═══ Records shown ═══

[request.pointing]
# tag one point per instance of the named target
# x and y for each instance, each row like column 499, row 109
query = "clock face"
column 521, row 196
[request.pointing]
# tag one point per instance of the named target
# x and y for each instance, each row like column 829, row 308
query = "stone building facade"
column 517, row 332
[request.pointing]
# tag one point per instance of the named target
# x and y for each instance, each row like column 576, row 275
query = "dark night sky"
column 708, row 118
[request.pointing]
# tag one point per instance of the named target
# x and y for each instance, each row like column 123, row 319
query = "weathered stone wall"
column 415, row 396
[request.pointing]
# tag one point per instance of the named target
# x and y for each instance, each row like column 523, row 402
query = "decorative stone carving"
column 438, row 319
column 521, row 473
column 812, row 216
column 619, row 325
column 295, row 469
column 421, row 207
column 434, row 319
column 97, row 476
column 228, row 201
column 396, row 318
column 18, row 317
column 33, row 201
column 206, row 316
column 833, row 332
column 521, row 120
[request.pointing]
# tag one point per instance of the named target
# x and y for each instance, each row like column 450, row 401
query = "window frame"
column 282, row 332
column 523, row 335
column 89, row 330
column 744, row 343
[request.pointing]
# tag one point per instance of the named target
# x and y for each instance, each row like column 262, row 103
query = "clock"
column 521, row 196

═══

Each line of the records above that includes the string "like" should be counted. Report the total alone.

Your solution — 7